- GOAL: Under this task are some entries; return every one of them exactly.

- TASK INPUTS:
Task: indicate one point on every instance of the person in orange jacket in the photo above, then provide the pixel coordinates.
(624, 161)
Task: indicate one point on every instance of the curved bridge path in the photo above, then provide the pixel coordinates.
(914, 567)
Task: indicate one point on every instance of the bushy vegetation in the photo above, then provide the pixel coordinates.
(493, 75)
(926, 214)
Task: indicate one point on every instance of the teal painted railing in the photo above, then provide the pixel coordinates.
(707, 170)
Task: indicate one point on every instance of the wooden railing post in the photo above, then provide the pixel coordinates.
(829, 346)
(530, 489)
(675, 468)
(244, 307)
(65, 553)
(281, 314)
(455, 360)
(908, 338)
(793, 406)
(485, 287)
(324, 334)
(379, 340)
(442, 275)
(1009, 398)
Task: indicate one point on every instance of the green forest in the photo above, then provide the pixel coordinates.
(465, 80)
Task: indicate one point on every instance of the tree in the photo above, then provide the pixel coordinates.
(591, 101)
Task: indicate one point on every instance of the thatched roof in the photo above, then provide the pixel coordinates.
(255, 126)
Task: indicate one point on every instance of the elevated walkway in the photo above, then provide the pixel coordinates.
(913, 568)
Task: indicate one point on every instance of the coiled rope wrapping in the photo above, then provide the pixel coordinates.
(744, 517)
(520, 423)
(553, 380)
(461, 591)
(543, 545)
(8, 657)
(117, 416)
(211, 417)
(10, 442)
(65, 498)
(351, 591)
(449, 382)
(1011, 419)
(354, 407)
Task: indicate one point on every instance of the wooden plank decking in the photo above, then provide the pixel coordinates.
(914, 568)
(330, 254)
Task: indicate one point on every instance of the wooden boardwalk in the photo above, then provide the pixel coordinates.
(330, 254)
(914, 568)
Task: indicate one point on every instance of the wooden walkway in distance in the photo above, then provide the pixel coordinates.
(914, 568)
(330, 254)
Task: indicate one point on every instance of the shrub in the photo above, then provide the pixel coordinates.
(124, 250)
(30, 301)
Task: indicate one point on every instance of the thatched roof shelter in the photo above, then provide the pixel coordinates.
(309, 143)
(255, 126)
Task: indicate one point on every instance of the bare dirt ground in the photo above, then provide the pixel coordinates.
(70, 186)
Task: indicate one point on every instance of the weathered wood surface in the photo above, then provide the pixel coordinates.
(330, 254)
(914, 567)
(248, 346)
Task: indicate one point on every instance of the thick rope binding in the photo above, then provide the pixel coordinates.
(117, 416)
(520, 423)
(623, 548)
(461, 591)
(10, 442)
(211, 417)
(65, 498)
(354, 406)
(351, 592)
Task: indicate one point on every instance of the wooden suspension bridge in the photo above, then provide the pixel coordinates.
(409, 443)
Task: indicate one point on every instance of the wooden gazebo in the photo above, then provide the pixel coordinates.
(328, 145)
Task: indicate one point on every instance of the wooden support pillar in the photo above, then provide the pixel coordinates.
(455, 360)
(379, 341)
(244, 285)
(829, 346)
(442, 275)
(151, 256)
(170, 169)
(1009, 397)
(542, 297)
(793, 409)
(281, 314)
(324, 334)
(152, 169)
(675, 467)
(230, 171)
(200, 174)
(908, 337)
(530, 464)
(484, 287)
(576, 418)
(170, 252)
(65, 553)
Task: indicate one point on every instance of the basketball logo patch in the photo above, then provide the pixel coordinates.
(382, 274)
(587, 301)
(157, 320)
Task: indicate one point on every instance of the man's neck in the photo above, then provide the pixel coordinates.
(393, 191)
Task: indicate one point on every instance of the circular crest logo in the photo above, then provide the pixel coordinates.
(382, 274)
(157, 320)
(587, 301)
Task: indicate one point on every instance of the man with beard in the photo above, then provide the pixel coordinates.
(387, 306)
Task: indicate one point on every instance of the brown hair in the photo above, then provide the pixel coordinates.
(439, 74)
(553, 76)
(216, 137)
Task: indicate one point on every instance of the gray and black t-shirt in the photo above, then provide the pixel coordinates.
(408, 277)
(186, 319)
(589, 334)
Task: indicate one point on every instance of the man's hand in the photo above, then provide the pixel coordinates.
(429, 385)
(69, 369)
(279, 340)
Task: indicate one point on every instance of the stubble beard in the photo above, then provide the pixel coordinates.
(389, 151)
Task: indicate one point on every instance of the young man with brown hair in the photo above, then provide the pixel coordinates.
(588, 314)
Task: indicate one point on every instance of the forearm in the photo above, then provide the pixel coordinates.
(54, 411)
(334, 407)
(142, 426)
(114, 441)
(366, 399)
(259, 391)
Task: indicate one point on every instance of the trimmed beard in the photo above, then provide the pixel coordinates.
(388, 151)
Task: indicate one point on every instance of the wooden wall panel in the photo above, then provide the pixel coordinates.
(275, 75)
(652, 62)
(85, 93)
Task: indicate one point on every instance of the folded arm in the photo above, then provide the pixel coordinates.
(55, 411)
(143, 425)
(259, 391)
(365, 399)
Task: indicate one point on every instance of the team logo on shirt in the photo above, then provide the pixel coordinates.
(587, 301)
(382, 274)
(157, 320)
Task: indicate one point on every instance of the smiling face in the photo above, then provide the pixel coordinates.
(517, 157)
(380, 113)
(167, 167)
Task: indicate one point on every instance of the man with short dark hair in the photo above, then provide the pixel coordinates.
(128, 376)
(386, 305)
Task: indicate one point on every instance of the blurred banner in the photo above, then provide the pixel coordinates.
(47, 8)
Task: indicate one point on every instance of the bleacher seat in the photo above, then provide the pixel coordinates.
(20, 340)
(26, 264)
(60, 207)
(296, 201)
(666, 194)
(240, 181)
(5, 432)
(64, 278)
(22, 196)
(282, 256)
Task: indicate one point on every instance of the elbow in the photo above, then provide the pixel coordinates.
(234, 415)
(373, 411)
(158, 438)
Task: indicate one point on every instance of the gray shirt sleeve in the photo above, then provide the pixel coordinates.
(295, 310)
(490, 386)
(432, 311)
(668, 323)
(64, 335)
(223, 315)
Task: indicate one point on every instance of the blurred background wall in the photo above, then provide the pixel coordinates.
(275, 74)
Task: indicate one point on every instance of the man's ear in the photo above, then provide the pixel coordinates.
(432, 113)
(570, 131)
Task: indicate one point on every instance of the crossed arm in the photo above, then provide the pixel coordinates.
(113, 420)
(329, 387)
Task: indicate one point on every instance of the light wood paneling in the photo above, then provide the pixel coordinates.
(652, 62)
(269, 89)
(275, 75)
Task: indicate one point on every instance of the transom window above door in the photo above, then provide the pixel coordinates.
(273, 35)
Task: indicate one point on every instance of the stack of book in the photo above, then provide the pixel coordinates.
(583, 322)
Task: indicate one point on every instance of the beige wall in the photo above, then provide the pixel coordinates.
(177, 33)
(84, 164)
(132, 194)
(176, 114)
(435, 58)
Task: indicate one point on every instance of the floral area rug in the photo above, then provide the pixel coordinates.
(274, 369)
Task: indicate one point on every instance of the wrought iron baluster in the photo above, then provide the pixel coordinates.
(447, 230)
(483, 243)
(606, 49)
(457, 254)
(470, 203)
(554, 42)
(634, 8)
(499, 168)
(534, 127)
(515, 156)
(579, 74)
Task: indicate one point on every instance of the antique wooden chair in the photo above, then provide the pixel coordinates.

- COMPLETED TASK:
Task: indicate one point on every instance of the person in orange jacket in the photo above, then provide the pixel coordinates.
(624, 161)
Task: indicate one point on every instance of the curved bridge path in the photo above, then provide the pixel coordinates.
(914, 567)
Task: indicate one point on every instance of the bushy vegetation in the photo above, then provide the pixel coordinates.
(493, 75)
(926, 214)
Task: indicate one point on every instance of the teal painted railing in the photo above, then provide the pixel coordinates.
(707, 170)
Task: indicate one point on every instance of the wooden railing post in the photo above, then provide the pixel coordinates.
(829, 346)
(530, 489)
(675, 468)
(244, 307)
(65, 553)
(281, 314)
(455, 360)
(908, 338)
(793, 406)
(485, 287)
(324, 334)
(379, 340)
(442, 275)
(1009, 398)
Task: indicate one point on every instance of the green forest in the photo above, then provide the pixel coordinates.
(465, 80)
Task: indicate one point on every instance of the tree in the photo above, then provide the pixel coordinates.
(591, 101)
Task: indicate one point on every instance of the thatched roof in the photo above, then provide the pixel coordinates.
(255, 126)
Task: indicate one point on every instance of the elevated walkway in the photo above, then provide the pixel coordinates.
(913, 568)
Task: indicate one point on every instance of the coiled rope wrapping in the photo above, then provide the pixel coordinates.
(744, 517)
(520, 423)
(553, 380)
(461, 591)
(543, 545)
(8, 657)
(117, 416)
(211, 417)
(10, 442)
(65, 498)
(351, 591)
(449, 382)
(1011, 419)
(354, 407)
Task: indicate one point on every instance of the wooden plank decking in the photo above, then provide the pixel coordinates.
(914, 568)
(330, 254)
Task: indicate one point on every instance of the wooden boardwalk in the photo above, then provide the pixel coordinates.
(330, 254)
(914, 568)
Task: indicate one point on every instance of the wooden walkway in distance in the photo above, then provide the pixel coordinates.
(914, 568)
(330, 254)
Task: indicate one point on every instance of the shrub in the photo above, then provide the pixel coordinates.
(124, 250)
(30, 301)
Task: indicate one point on every instance of the thatched roof shelter in the photo above, then provide the pixel coordinates.
(309, 143)
(255, 126)
Task: indicate one point on every instance of the bare dirt ground in the photo above, then provide the pixel coordinates.
(70, 186)
Task: indicate one point on every instance of the weathered wood surface in the photo above, then provide the pixel coordinates.
(330, 254)
(914, 567)
(248, 346)
Task: indicate one point on every instance of the thick rope binding in the photo above, then provide the pixel coordinates.
(117, 416)
(520, 423)
(623, 548)
(461, 591)
(10, 442)
(211, 417)
(65, 498)
(354, 406)
(351, 592)
Task: indicate one point on every instance of the wooden suspension bridge in the photo above, then provide the pixel coordinates.
(409, 443)
Task: indicate one point on every instance of the wooden gazebo in the photo above, then provide the pixel coordinates.
(328, 145)
Task: indicate one point on every instance of the wooden support pillar in the photo above, then provide the pixel coordinates.
(455, 360)
(379, 341)
(244, 285)
(829, 346)
(442, 275)
(151, 256)
(170, 169)
(1009, 397)
(542, 297)
(793, 409)
(281, 314)
(324, 334)
(152, 169)
(675, 467)
(230, 171)
(200, 174)
(908, 337)
(530, 464)
(484, 287)
(576, 418)
(170, 252)
(65, 553)
Task: indicate one point on every instance of the basketball logo patch in the photo above, then provide the pixel coordinates.
(382, 274)
(587, 301)
(157, 320)
Task: indicate one point on every instance of the man's neck in the photo above, then provide the pixel coordinates.
(393, 191)
Task: indicate one point on every instance of the circular crest logo in the photo above, then provide the pixel coordinates.
(382, 274)
(157, 320)
(587, 301)
Task: indicate one point on every instance of the man with beard in the photo above, then provide the pixel coordinates.
(387, 306)
Task: indicate one point on every instance of the brown hair in the photo above, then provide the pixel coordinates.
(439, 74)
(553, 76)
(216, 137)
Task: indicate one point on every instance of the gray and black t-shirt in the photo above, then provide the pixel coordinates.
(408, 277)
(186, 319)
(589, 334)
Task: indicate one point on every instance of the man's hand in the photo above, then provide the pixel coordinates.
(429, 385)
(69, 369)
(279, 340)
Task: indicate one point on every instance of the stubble beard in the photo above, then provide the pixel coordinates.
(389, 151)
Task: indicate one point on every instance of the young man with brown hair in the photo above, then provide the pixel coordinates.
(588, 314)
Task: indicate one point on every instance of the forearm in the photo above, then provide the pixel coordinates.
(54, 411)
(334, 407)
(142, 426)
(114, 441)
(366, 399)
(259, 391)
Task: indicate one point on every instance of the trimmed beard in the photo above, then provide the pixel coordinates.
(388, 151)
Task: indicate one point on every instance of the wooden wall panel in the photo above, then provide the pixel coordinates.
(275, 75)
(652, 62)
(85, 93)
Task: indicate one point on every instance of the folded arm in the photo above, then provide the pixel coordinates.
(55, 411)
(143, 425)
(259, 391)
(365, 399)
Task: indicate one point on every instance of the team logo on shirt in the photo above, then provide the pixel coordinates.
(587, 301)
(382, 274)
(157, 320)
Task: indicate one point on every instance of the smiling face in the photo above, then provide the pixel coordinates.
(517, 157)
(380, 113)
(167, 167)
Task: indicate one point on every instance of the man with short dark hair in the photo above, then provide the pixel coordinates.
(128, 376)
(386, 305)
Task: indicate one point on every instance of the blurred banner in the photo above, then provide the pixel coordinates.
(47, 8)
Task: indicate one point on every instance of the bleacher seat in the photo above, then provide the pixel coordinates.
(20, 340)
(26, 264)
(60, 207)
(296, 201)
(666, 194)
(240, 181)
(5, 432)
(64, 278)
(22, 196)
(282, 256)
Task: indicate one point on every instance of the elbow in the photo above, then provide the pixel coordinates.
(234, 415)
(373, 411)
(158, 438)
Task: indicate one point on every instance of the gray shirt sleeve in the photo above, then provide the pixel coordinates.
(295, 310)
(490, 386)
(432, 311)
(668, 323)
(64, 335)
(223, 315)
Task: indicate one point on every instance of the blurred background wall in the photo above, then provide the pixel coordinates.
(275, 74)
Task: indicate one point on every instance of the man's ear in the photo above, then provide the pixel coordinates.
(432, 113)
(570, 131)
Task: indicate one point on every instance of the crossed arm in the photo above, then provide the pixel coordinates.
(113, 420)
(329, 387)
Task: indicate one point on every instance of the light wood paneling in the photo above, then provide the pixel coordinates.
(652, 62)
(269, 89)
(275, 75)
Task: indicate one point on every instance of the transom window above door in the photo above, then provide the pixel coordinates.
(273, 35)
Task: indicate one point on every instance of the stack of book in the photo above, then provide the pixel coordinates.
(583, 322)
Task: indicate one point on every instance of the beige wall in the photo above, then provide the pixel coordinates.
(177, 33)
(84, 164)
(132, 194)
(176, 114)
(435, 58)
Task: indicate one point on every instance of the floral area rug in the photo above, then provide the pixel coordinates.
(274, 369)
Task: indicate one point on every instance of the wrought iron baluster in the photo above, then provide the pixel coordinates.
(447, 230)
(483, 243)
(606, 49)
(457, 254)
(470, 203)
(554, 42)
(634, 8)
(499, 168)
(534, 127)
(515, 156)
(579, 74)
Task: indicate one point on every instance of the antique wooden chair in the photo above, then provide the pixel coordinates.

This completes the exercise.